Extract provided |
>> start

The INCOSE president Ralf Hartmann called it "an essential contribution to our strategic ambition to evolve systems engineering to a fully model-based discipline." Tool vendors including PTC, Qualtech Systems, and a wave of newer entrants were equally effusive. Yet in the weeks following the announcement, a familiar problem reasserted itself: the most technically sophisticated modeling language in the world is only as useful as the models built with it, and the community had almost no large-scale, publicly accessible SysML v2 models to work from.
It was precisely that gap that Philipp Helle and Gerrit Schramm of Airbus Central Research & Technology in Hamburg set out to close. Their approach — applying the new language to the most celebrated systems engineering achievement in history — is both strategically shrewd and genuinely illuminating.
Why Apollo 11?

>> end

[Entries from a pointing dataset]

>> start

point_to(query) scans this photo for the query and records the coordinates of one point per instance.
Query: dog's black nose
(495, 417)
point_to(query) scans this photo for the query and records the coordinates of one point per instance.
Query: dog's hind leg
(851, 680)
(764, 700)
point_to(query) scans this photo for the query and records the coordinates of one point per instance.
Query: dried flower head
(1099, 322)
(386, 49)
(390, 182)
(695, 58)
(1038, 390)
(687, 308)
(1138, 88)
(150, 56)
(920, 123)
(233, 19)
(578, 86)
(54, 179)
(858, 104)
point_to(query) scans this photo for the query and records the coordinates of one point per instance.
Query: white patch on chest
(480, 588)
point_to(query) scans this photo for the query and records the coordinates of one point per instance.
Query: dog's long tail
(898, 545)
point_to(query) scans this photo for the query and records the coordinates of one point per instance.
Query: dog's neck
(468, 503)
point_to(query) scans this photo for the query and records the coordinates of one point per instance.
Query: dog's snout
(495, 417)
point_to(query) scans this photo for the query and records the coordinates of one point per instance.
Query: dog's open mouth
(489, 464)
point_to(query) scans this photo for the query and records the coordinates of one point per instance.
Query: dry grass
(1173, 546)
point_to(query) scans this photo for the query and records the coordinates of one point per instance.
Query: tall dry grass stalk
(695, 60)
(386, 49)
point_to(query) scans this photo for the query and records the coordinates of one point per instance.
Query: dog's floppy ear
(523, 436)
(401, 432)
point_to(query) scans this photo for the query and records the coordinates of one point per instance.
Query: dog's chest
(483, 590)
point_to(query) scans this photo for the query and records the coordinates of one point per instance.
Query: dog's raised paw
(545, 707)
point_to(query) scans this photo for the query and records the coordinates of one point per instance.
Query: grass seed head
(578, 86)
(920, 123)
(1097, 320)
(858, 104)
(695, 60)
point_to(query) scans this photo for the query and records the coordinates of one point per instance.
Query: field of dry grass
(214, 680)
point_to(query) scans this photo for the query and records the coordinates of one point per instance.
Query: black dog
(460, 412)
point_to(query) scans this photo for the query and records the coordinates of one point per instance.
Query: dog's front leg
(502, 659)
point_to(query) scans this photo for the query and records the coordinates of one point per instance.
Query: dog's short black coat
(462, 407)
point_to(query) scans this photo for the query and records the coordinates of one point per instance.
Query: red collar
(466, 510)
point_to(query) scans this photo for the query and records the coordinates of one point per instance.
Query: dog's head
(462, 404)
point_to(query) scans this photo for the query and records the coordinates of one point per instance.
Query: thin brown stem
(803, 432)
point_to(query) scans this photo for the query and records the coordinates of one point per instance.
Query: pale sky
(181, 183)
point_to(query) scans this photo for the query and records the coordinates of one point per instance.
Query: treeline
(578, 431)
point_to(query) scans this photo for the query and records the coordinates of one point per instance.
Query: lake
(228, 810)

>> end

Set task A | Reproduce the passage on SysML v2 models word for word, starting with "The INCOSE president" and going on through "Why Apollo 11?".
Set task B | According to the passage on SysML v2 models, which organization and city are Philipp Helle and Gerrit Schramm from?
Set task C | Decide whether each statement agrees with the passage on SysML v2 models, answering yes or no and quoting the words of the passage that settle it: (i) Ralf Hartmann is the president of INCOSE. (ii) In the weeks after the announcement, the community had many large, publicly accessible SysML v2 models available. (iii) PTC and Qualtech Systems are among the tool vendors mentioned.

Correct output A |
The INCOSE president Ralf Hartmann called it "an essential contribution to our strategic ambition to evolve systems engineering to a fully model-based discipline." Tool vendors including PTC, Qualtech Systems, and a wave of newer entrants were equally effusive. Yet in the weeks following the announcement, a familiar problem reasserted itself: the most technically sophisticated modeling language in the world is only as useful as the models built with it, and the community had almost no large-scale, publicly accessible SysML v2 models to work from.
It was precisely that gap that Philipp Helle and Gerrit Schramm of Airbus Central Research & Technology in Hamburg set out to close. Their approach — applying the new language to the most celebrated systems engineering achievement in history — is both strategically shrewd and genuinely illuminating.
Why Apollo 11?

Correct output B | Airbus Central Research & Technology in Hamburg.

Correct output C |
(i) Yes: "The INCOSE president Ralf Hartmann"
(ii) No: "the community had almost no large-scale, publicly accessible SysML v2 models to work from"
(iii) Yes: "Tool vendors including PTC, Qualtech Systems, and a wave of newer entrants"